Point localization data
-=-=-
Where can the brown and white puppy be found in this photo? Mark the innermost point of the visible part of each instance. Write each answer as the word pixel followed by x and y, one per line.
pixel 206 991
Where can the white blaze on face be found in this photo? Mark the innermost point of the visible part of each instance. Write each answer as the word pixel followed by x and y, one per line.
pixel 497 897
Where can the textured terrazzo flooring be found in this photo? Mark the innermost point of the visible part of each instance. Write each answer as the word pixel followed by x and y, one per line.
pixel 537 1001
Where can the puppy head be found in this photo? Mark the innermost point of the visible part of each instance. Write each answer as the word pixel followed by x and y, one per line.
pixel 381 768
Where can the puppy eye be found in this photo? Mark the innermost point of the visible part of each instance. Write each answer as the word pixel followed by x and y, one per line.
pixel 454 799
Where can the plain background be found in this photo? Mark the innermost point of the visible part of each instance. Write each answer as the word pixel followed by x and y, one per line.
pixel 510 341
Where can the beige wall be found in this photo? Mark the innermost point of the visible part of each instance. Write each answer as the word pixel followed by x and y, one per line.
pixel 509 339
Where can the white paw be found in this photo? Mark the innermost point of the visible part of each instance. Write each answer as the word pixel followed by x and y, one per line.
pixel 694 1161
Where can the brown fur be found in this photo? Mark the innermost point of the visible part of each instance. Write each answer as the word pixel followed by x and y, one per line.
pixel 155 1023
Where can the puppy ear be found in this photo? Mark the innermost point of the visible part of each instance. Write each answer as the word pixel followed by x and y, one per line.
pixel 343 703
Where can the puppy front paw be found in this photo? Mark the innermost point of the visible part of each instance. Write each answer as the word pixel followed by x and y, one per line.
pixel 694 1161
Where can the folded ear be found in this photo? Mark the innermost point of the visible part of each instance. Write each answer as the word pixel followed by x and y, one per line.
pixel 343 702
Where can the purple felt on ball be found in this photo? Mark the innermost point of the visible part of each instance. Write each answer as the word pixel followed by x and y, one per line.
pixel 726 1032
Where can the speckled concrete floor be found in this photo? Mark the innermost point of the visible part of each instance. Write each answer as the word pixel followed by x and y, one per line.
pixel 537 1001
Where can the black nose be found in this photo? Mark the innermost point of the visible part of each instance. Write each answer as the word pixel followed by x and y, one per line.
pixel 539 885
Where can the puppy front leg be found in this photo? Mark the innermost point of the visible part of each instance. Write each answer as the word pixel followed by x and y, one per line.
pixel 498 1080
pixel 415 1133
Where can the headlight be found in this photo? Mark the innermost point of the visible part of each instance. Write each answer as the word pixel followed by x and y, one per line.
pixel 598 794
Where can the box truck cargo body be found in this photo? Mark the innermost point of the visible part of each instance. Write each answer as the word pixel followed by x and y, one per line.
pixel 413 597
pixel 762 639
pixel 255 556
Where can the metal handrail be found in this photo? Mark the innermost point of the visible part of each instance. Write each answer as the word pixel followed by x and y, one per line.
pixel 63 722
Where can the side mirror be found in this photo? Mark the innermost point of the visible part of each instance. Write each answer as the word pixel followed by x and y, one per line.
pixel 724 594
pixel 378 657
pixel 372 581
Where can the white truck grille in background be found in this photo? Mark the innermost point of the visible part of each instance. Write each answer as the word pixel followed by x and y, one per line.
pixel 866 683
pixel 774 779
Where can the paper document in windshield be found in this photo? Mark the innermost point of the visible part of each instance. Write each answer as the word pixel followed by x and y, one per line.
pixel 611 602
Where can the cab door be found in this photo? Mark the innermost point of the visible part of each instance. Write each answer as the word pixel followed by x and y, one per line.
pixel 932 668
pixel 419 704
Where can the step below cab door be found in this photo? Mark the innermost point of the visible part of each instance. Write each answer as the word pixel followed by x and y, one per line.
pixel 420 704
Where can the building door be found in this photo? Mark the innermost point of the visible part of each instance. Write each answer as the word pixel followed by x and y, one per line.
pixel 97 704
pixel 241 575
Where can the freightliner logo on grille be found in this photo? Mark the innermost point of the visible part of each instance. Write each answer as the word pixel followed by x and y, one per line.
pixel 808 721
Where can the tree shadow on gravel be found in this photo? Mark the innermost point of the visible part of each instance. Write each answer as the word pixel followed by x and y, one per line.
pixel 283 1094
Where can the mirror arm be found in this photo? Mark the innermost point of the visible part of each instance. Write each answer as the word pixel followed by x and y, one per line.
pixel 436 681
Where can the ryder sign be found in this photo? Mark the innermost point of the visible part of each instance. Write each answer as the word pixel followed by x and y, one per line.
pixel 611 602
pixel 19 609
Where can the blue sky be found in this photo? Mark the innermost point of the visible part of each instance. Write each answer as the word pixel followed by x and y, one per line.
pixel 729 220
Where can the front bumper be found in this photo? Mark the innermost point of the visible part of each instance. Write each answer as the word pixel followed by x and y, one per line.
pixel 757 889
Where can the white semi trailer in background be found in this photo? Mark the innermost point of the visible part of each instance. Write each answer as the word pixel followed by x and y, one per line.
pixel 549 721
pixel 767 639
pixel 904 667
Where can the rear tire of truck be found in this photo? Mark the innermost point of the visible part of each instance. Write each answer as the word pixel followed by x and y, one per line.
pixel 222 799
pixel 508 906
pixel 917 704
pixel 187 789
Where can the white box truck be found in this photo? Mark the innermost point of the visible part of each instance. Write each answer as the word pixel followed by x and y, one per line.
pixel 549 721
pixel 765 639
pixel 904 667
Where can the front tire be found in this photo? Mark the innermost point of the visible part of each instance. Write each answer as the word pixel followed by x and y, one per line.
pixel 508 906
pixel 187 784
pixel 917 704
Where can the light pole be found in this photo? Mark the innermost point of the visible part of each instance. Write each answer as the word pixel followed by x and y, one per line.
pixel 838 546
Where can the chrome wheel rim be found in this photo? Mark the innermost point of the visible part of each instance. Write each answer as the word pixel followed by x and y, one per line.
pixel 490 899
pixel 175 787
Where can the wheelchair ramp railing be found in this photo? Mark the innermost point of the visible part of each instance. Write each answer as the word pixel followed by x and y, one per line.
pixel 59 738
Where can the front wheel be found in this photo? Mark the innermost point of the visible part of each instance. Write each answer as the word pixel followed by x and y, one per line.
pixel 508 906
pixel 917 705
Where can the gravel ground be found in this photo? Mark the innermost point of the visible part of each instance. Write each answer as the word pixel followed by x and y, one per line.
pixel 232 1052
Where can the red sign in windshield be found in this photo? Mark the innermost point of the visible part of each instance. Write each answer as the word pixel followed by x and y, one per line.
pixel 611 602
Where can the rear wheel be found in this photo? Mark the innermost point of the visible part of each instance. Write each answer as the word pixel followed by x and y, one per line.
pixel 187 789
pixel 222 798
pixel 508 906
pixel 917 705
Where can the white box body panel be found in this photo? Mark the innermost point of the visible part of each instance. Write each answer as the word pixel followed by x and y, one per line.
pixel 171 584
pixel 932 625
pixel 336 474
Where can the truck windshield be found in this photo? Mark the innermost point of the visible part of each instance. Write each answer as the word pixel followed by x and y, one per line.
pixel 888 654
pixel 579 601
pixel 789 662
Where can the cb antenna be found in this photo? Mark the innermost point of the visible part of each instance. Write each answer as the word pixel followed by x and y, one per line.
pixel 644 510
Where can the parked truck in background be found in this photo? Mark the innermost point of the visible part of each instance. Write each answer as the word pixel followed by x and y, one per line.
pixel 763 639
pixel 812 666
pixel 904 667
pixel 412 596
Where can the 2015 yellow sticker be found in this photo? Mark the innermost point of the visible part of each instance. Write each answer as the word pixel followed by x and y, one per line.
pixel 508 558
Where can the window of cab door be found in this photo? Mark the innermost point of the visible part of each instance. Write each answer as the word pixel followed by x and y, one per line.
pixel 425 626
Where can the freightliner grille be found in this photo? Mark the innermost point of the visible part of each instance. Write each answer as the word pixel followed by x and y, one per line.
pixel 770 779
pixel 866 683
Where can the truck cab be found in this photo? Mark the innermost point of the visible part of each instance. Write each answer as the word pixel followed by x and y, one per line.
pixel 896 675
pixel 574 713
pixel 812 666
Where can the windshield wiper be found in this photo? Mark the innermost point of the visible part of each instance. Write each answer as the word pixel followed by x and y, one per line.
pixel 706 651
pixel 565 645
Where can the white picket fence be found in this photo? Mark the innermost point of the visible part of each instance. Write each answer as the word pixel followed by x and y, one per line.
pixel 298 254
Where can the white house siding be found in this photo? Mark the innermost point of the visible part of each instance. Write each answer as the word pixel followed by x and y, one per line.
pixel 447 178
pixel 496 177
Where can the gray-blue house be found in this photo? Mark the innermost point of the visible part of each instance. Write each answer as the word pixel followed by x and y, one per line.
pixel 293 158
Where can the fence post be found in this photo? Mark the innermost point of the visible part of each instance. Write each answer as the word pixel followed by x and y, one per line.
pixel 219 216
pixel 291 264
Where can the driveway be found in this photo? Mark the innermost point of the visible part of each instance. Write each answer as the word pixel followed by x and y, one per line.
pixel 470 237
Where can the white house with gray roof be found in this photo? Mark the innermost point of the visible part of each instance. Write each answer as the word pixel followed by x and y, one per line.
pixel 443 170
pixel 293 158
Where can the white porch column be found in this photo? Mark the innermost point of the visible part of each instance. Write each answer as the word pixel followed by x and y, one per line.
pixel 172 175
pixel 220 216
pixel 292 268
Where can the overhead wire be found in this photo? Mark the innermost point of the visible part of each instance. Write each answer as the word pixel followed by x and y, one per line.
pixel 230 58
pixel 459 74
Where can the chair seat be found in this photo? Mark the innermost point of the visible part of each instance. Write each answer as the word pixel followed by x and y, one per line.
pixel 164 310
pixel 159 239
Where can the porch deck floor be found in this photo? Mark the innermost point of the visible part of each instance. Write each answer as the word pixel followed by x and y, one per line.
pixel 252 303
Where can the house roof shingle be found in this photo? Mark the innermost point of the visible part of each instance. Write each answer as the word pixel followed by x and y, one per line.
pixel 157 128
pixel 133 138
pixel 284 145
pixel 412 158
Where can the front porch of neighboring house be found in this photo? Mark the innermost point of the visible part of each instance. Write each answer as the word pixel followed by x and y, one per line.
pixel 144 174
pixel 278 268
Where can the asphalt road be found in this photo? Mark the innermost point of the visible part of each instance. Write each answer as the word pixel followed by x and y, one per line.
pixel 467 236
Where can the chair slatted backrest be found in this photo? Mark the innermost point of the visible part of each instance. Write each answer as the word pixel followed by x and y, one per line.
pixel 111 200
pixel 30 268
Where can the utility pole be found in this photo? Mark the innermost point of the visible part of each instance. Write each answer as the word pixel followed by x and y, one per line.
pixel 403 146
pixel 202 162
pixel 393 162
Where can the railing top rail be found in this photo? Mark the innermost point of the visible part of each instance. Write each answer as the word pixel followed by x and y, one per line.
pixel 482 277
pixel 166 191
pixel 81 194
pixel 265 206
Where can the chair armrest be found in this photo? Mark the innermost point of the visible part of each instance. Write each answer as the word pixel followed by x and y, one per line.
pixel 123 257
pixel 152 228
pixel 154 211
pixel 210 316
-=-=-
Retype the lines from the one containing "Where can the chair slatted" to the last line above. Change nothing and include no others.

Response area →
Where can the chair slatted backrest be found in this photo? Mark the innermost point of the visible part of each instance. Write each answer as the word pixel followed by x and y, one per line.
pixel 111 200
pixel 30 268
Where can the utility pole be found in this photo? Mark the innermost point of the visible part of each instance. Write each answer as the word pixel followed by x and y, one per line.
pixel 403 146
pixel 202 162
pixel 393 162
Where can the railing top rail be found in this photo? Mark the innermost point of the visible part of each instance. Write each answer as the word pixel followed by x and y, one per line.
pixel 482 277
pixel 166 191
pixel 81 194
pixel 265 206
Where can the chair armrest be found in this photo? Mark the innermost point of the visible part of each instance. Write each answer as the word pixel followed by x and y, one per line.
pixel 123 257
pixel 152 228
pixel 154 211
pixel 210 316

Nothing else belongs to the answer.